The required output is the exact run of lines below that opens at the line with "Category: hat brim" and closes at the line with "Category: storage tank".
=== Data shown ===
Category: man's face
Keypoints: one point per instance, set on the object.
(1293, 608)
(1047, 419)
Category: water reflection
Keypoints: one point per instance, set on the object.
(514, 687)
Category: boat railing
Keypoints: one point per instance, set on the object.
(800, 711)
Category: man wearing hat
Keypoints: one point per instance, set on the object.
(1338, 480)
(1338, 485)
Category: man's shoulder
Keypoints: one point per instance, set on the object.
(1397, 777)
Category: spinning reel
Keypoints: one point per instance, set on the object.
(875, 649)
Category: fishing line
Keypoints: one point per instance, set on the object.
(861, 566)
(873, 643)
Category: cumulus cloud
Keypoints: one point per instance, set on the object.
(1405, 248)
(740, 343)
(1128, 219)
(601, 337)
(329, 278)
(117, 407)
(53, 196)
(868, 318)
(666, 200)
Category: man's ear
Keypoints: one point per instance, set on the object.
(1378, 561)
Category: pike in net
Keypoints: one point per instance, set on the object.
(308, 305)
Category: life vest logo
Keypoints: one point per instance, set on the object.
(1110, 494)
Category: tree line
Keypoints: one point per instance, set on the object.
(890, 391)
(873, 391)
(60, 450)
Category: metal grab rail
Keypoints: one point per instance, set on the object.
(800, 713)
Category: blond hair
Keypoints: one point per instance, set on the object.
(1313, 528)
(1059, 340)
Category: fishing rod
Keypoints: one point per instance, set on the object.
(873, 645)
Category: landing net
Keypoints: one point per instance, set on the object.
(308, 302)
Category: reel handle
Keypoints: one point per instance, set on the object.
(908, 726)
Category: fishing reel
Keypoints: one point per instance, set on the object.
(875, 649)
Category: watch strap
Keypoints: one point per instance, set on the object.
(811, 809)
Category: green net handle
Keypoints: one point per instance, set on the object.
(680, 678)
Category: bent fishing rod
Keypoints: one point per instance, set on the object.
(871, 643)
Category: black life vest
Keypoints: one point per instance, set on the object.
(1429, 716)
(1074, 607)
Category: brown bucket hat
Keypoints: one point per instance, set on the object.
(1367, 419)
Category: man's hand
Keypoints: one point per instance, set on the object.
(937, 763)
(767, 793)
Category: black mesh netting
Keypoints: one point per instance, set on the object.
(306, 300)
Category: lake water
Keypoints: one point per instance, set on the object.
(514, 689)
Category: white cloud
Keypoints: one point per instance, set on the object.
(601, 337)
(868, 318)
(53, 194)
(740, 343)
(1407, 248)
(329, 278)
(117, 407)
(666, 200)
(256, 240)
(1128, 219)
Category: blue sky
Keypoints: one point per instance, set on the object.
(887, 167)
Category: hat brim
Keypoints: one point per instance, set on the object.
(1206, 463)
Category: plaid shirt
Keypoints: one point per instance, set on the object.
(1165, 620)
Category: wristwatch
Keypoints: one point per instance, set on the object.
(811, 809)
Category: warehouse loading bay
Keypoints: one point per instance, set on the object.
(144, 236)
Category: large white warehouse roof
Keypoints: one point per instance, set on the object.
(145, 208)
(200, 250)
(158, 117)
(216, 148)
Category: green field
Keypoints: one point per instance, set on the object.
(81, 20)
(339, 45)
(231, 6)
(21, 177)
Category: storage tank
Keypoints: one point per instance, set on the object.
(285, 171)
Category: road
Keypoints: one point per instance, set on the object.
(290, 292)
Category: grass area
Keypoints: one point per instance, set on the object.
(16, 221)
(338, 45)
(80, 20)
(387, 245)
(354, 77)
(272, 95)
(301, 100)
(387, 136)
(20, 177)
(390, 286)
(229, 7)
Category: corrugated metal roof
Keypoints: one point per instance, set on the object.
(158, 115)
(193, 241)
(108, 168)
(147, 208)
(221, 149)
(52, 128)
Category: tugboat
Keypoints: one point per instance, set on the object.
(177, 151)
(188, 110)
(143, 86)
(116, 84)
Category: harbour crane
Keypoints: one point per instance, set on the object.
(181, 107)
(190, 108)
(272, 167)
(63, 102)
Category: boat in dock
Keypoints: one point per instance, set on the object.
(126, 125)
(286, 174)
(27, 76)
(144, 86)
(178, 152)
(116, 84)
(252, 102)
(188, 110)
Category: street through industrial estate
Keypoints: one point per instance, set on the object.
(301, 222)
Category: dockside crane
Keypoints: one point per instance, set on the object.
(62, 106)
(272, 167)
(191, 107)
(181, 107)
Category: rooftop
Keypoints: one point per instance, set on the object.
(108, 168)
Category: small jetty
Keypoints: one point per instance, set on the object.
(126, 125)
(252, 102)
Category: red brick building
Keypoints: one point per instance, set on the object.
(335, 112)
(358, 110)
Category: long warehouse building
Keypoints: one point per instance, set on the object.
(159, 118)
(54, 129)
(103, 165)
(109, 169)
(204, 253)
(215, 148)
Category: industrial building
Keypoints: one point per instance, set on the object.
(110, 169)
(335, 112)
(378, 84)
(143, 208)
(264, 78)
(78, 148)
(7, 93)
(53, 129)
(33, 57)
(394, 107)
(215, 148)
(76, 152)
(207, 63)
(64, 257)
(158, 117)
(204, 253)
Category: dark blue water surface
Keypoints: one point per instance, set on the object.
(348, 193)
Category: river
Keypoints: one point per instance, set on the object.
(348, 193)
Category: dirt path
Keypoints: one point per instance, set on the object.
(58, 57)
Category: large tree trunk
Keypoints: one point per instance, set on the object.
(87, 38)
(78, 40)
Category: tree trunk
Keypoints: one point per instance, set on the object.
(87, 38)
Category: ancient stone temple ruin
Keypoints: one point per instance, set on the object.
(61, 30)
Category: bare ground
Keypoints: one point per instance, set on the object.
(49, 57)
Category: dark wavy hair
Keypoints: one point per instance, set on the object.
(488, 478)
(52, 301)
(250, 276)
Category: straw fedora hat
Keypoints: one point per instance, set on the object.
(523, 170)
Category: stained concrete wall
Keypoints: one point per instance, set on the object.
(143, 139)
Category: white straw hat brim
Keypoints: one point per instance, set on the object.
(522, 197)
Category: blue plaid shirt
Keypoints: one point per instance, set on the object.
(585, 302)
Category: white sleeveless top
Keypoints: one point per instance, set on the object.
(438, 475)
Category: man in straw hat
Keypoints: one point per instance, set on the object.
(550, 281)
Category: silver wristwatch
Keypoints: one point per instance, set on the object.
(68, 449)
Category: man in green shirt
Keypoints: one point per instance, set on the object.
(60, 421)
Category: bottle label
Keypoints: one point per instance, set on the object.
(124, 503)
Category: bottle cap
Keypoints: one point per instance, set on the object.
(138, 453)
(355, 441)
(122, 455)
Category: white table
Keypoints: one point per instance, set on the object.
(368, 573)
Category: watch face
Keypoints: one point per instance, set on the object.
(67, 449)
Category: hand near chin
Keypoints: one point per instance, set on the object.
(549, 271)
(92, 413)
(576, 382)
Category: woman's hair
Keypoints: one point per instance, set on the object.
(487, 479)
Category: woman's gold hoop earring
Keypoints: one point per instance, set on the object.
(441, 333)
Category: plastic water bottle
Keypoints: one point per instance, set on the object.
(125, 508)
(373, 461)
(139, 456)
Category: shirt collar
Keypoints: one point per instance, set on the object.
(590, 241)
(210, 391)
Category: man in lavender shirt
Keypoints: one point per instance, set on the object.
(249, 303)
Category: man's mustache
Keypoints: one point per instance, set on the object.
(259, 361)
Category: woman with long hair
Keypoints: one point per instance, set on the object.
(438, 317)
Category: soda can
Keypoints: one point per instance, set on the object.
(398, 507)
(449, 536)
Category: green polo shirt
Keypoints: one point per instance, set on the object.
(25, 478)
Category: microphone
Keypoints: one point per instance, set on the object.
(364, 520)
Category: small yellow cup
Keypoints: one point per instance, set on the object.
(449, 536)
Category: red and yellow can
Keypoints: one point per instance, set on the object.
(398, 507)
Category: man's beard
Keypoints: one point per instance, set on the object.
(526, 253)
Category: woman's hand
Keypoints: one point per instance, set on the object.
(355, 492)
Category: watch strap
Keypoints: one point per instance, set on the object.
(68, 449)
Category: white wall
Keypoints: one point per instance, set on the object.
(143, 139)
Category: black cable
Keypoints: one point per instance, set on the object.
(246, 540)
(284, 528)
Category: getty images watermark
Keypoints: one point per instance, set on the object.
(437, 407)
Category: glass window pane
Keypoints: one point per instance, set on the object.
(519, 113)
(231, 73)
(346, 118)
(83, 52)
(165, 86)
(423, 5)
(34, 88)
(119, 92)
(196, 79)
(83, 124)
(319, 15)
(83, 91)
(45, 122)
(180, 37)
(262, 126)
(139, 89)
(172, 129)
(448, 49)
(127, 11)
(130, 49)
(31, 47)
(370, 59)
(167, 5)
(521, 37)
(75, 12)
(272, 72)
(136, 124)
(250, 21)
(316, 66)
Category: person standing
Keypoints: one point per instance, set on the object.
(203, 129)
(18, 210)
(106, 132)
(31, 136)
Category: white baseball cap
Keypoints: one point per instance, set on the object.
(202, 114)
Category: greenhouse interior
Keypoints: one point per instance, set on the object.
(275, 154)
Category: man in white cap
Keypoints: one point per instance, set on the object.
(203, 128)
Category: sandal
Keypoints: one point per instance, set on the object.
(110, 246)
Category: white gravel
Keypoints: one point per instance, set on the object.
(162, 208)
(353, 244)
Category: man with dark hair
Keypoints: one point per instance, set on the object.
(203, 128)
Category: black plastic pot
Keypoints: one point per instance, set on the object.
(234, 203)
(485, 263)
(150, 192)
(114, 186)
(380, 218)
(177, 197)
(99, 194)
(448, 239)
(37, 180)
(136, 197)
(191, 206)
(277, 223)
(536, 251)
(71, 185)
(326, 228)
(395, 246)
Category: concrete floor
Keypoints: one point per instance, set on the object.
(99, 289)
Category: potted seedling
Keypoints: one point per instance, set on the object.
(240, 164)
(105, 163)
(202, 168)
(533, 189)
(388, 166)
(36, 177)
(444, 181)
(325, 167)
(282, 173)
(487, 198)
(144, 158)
===
→ **Answer for the task**
Category: hat brim
Keypoints: one point per instance, set on the object.
(1206, 463)
Category: plaid shirt
Keypoints: one point per instance, set on the object.
(1165, 620)
Category: wristwatch
Keypoints: one point per instance, set on the object.
(811, 809)
Category: warehouse loading bay
Keypoints: one point per instance, set on the object.
(144, 236)
Category: large white warehouse roof
Keypoints: one point per instance, set on the object.
(145, 208)
(200, 250)
(158, 117)
(216, 148)
Category: green field
Keypoints: one point per instance, set on the object.
(81, 20)
(339, 45)
(231, 6)
(21, 177)
Category: storage tank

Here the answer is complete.